_Task statement:_
In the material below, the required lines run from the one containing "Objective: locate each instance of the green hedge" through the one containing "Objective: locate each instance of the window frame". Copy those lines exactly, ends included, and nothing else.

──────────────────────────────

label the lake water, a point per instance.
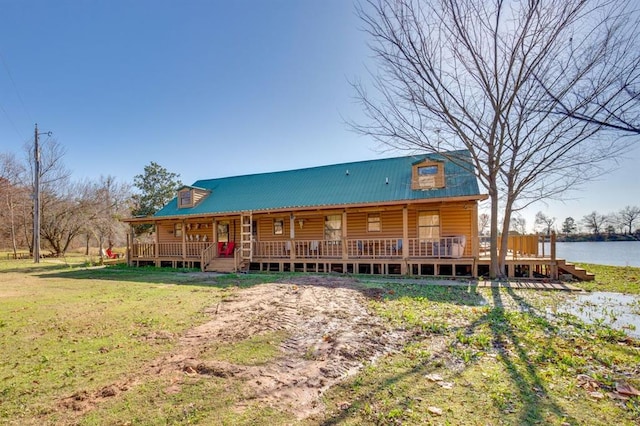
(619, 311)
(618, 253)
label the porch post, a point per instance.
(554, 268)
(475, 238)
(292, 236)
(345, 254)
(405, 240)
(129, 244)
(184, 240)
(215, 236)
(156, 243)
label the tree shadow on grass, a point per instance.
(536, 405)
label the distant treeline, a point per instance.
(570, 238)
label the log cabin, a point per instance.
(410, 215)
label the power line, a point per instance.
(15, 87)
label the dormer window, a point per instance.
(428, 174)
(185, 198)
(190, 196)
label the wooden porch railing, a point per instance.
(522, 246)
(519, 246)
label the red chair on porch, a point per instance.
(228, 249)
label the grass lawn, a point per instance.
(473, 356)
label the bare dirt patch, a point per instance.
(331, 334)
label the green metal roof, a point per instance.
(362, 182)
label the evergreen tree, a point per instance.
(157, 186)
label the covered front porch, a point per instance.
(528, 256)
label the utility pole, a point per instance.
(36, 201)
(36, 196)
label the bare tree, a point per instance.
(595, 222)
(483, 223)
(105, 203)
(569, 225)
(545, 221)
(628, 216)
(490, 77)
(518, 225)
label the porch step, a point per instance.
(220, 264)
(577, 272)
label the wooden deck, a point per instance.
(445, 257)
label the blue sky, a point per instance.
(205, 88)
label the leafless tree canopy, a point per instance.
(504, 80)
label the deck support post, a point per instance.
(345, 255)
(405, 240)
(156, 243)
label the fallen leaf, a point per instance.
(596, 395)
(626, 389)
(435, 410)
(616, 395)
(433, 377)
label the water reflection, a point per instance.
(616, 310)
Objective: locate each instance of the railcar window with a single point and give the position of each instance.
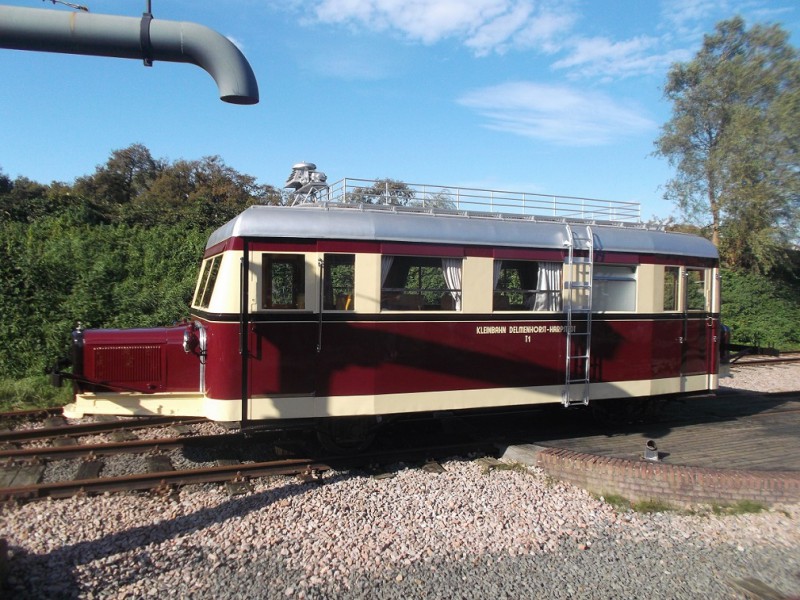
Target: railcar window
(526, 285)
(339, 276)
(614, 288)
(671, 280)
(696, 289)
(208, 279)
(420, 283)
(284, 281)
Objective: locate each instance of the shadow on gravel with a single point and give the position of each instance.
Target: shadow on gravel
(554, 423)
(54, 575)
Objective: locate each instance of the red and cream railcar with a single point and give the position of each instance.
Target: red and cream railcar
(354, 310)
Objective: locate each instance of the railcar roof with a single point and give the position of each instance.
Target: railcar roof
(319, 221)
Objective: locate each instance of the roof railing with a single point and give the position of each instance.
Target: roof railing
(446, 199)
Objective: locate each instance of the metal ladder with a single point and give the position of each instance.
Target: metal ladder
(578, 275)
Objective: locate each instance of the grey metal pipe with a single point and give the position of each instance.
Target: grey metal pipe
(131, 37)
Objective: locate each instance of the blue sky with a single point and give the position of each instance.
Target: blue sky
(549, 97)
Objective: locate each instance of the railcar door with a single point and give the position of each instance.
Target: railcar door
(282, 330)
(698, 327)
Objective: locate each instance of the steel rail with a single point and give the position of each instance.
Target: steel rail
(111, 448)
(30, 412)
(96, 427)
(162, 479)
(237, 472)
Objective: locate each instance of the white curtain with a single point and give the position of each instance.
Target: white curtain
(548, 283)
(386, 265)
(451, 267)
(498, 268)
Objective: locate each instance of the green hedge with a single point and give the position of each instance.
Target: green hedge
(56, 273)
(762, 310)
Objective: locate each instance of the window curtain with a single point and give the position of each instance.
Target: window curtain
(451, 268)
(547, 286)
(498, 269)
(386, 266)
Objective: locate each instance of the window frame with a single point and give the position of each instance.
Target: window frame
(335, 303)
(413, 298)
(608, 280)
(297, 263)
(207, 282)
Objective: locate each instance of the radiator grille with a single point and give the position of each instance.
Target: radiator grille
(128, 363)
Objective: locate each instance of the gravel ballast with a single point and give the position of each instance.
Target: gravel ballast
(468, 532)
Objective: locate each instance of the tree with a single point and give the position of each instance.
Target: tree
(734, 139)
(383, 191)
(127, 174)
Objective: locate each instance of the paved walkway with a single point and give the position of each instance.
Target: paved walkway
(731, 431)
(722, 449)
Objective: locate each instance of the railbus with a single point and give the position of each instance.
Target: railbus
(364, 299)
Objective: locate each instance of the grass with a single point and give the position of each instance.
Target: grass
(742, 507)
(32, 392)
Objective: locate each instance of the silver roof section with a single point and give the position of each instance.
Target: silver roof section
(432, 226)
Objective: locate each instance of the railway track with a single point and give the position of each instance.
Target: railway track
(230, 458)
(759, 359)
(233, 473)
(59, 459)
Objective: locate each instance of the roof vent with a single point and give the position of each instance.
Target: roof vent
(307, 183)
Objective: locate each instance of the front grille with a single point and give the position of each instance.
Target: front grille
(128, 363)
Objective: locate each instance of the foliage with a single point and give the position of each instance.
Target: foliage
(734, 138)
(32, 392)
(56, 273)
(383, 191)
(762, 310)
(133, 188)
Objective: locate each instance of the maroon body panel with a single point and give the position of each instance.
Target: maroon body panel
(363, 357)
(145, 360)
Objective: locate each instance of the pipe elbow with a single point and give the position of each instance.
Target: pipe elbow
(122, 37)
(180, 41)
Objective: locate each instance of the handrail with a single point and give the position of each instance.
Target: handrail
(477, 200)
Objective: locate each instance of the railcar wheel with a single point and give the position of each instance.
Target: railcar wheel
(346, 435)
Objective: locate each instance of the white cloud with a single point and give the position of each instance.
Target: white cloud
(603, 58)
(484, 26)
(556, 114)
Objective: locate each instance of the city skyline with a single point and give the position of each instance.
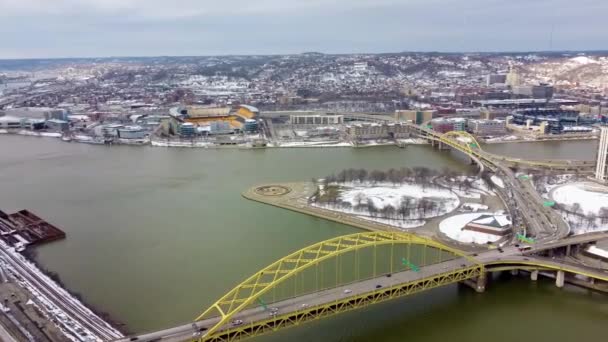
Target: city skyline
(96, 28)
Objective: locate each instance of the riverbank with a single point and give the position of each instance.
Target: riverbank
(295, 197)
(75, 321)
(176, 143)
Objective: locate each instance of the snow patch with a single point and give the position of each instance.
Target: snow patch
(453, 226)
(498, 181)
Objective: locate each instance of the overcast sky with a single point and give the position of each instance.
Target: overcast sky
(97, 28)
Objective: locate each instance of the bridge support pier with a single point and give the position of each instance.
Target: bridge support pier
(480, 286)
(534, 275)
(559, 279)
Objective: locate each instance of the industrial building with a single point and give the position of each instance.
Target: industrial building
(250, 125)
(415, 116)
(10, 122)
(316, 119)
(131, 132)
(444, 125)
(601, 173)
(187, 129)
(556, 119)
(58, 125)
(542, 91)
(486, 127)
(372, 131)
(496, 79)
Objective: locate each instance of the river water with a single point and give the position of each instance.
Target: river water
(156, 235)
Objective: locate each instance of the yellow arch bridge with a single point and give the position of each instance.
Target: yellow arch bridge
(342, 274)
(466, 143)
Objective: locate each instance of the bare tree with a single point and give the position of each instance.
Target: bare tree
(604, 215)
(371, 208)
(359, 198)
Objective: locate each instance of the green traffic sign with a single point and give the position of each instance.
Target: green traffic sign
(410, 265)
(525, 239)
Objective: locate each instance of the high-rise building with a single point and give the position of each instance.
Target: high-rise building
(602, 155)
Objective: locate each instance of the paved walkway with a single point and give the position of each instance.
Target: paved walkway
(5, 336)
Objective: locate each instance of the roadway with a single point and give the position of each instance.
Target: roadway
(508, 256)
(253, 315)
(71, 307)
(545, 223)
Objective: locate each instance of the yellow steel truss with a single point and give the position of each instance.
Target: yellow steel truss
(473, 149)
(246, 293)
(344, 304)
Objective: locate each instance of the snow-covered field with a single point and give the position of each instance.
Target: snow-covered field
(387, 194)
(180, 144)
(312, 144)
(582, 193)
(72, 329)
(498, 181)
(384, 194)
(452, 228)
(590, 196)
(473, 207)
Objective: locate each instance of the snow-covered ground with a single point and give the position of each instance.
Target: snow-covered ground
(311, 144)
(384, 194)
(478, 187)
(453, 226)
(71, 327)
(40, 134)
(590, 196)
(586, 194)
(498, 181)
(180, 144)
(473, 207)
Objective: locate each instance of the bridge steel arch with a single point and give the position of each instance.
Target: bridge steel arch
(245, 294)
(489, 159)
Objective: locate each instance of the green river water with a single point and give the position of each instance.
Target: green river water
(155, 235)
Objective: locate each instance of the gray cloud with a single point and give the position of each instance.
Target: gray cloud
(42, 28)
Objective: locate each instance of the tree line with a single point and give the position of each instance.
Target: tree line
(420, 175)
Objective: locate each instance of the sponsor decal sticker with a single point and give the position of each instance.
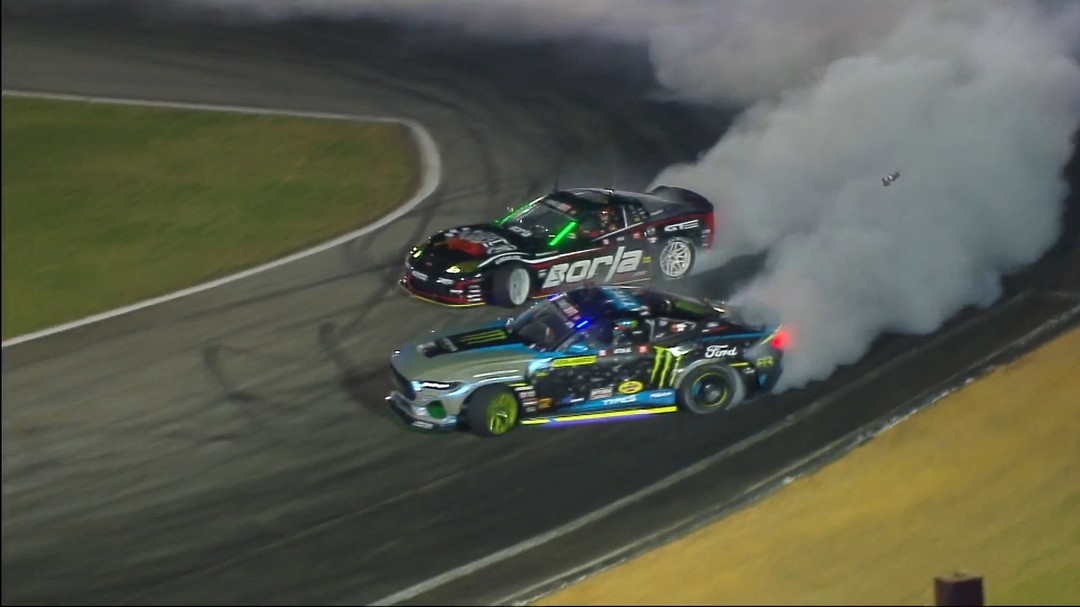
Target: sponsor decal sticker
(567, 272)
(682, 226)
(574, 362)
(620, 400)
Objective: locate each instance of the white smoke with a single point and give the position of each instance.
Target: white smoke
(974, 103)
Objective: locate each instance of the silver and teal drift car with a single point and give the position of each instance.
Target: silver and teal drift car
(596, 352)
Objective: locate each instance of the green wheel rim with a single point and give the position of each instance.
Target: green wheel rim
(502, 414)
(711, 390)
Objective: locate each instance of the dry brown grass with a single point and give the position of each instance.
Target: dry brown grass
(985, 481)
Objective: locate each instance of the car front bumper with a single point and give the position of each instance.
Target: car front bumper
(419, 416)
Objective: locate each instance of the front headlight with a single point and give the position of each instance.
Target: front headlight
(441, 386)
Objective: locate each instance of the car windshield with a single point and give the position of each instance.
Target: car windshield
(543, 215)
(544, 325)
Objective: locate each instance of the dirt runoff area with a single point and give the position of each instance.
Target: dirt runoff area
(986, 481)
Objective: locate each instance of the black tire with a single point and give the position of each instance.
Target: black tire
(493, 403)
(674, 258)
(711, 389)
(507, 287)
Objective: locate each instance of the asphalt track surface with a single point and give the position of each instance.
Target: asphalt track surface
(233, 446)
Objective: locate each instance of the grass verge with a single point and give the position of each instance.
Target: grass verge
(105, 205)
(986, 481)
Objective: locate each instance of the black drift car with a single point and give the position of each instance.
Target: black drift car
(563, 240)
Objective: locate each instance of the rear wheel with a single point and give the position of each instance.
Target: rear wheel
(511, 285)
(711, 389)
(493, 410)
(675, 258)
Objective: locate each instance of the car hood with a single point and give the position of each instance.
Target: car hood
(460, 354)
(480, 241)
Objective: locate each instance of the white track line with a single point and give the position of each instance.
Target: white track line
(431, 175)
(692, 470)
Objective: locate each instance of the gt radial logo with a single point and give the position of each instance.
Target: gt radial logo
(576, 271)
(663, 366)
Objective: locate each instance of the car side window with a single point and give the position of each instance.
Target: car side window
(596, 336)
(636, 213)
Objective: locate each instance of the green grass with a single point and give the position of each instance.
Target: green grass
(106, 205)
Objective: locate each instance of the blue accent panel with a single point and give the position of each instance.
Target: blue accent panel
(649, 398)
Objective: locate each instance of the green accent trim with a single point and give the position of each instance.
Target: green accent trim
(502, 414)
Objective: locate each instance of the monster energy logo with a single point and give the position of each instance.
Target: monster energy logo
(483, 337)
(663, 366)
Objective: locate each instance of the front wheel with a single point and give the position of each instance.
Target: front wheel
(711, 389)
(675, 258)
(511, 285)
(491, 410)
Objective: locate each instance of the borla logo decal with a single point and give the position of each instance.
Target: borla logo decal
(584, 269)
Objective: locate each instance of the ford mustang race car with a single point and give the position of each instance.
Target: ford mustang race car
(562, 240)
(590, 353)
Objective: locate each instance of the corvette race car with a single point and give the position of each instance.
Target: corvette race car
(590, 353)
(562, 240)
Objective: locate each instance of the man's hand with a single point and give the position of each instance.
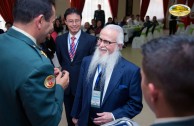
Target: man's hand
(74, 120)
(103, 118)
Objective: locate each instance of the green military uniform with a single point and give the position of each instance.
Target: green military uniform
(26, 98)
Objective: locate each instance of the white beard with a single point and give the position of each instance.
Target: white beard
(107, 61)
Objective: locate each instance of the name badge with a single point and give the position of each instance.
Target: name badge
(95, 101)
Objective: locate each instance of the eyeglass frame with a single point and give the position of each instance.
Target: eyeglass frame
(106, 42)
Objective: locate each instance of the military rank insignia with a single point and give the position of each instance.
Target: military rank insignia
(49, 82)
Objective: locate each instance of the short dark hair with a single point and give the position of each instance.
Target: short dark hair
(8, 22)
(26, 10)
(72, 11)
(168, 62)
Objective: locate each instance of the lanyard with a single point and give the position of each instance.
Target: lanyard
(98, 79)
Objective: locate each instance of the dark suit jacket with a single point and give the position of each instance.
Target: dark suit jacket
(189, 122)
(123, 96)
(99, 15)
(86, 47)
(25, 101)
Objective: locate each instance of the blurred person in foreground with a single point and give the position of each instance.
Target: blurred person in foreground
(168, 86)
(109, 86)
(31, 90)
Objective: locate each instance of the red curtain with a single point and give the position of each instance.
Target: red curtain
(181, 1)
(78, 4)
(6, 8)
(190, 3)
(113, 7)
(165, 6)
(144, 7)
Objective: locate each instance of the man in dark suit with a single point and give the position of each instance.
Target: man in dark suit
(71, 48)
(109, 86)
(31, 90)
(99, 15)
(168, 86)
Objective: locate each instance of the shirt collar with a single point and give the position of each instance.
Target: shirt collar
(25, 33)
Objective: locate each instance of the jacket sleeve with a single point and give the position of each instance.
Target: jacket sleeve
(134, 104)
(58, 50)
(43, 106)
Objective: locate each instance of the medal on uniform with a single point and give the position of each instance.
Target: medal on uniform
(95, 101)
(49, 81)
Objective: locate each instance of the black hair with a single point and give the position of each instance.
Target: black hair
(168, 62)
(26, 10)
(72, 11)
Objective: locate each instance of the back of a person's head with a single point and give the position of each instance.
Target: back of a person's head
(72, 11)
(1, 31)
(26, 10)
(168, 62)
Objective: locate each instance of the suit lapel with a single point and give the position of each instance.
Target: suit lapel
(66, 41)
(115, 77)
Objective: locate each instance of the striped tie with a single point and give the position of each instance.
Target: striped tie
(72, 48)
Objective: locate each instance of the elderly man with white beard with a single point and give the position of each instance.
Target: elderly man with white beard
(109, 86)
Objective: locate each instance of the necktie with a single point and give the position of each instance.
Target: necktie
(72, 48)
(99, 85)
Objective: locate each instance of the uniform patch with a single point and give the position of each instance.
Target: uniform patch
(49, 82)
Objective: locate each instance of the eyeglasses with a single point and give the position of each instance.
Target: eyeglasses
(106, 42)
(73, 21)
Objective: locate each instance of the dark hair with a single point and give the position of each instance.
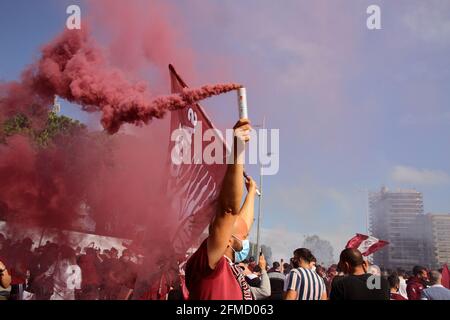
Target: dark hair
(304, 254)
(351, 256)
(394, 280)
(435, 276)
(401, 272)
(418, 270)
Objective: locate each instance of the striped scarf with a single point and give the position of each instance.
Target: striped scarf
(240, 277)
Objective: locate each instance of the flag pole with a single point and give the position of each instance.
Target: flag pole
(258, 229)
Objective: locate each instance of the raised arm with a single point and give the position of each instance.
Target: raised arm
(5, 278)
(230, 198)
(247, 211)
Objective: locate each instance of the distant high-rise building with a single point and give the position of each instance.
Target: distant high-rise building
(397, 216)
(439, 239)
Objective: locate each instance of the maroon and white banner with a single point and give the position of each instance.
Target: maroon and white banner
(366, 244)
(196, 186)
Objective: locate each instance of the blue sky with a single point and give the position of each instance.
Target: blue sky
(356, 108)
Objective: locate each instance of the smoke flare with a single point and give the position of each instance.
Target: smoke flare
(75, 69)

──────────────────────────────

_Exercise output:_
Objective: locate each instance of the green hedge with a single point and give the position of each instance.
Target: green hedge
(56, 273)
(762, 310)
Objective: locate each instance of the window curtain with a single point and give the position of each instance.
Target: window curtain
(451, 268)
(547, 286)
(498, 269)
(386, 266)
Objective: locate each instance of the window frame with a single point and give the position of each instance.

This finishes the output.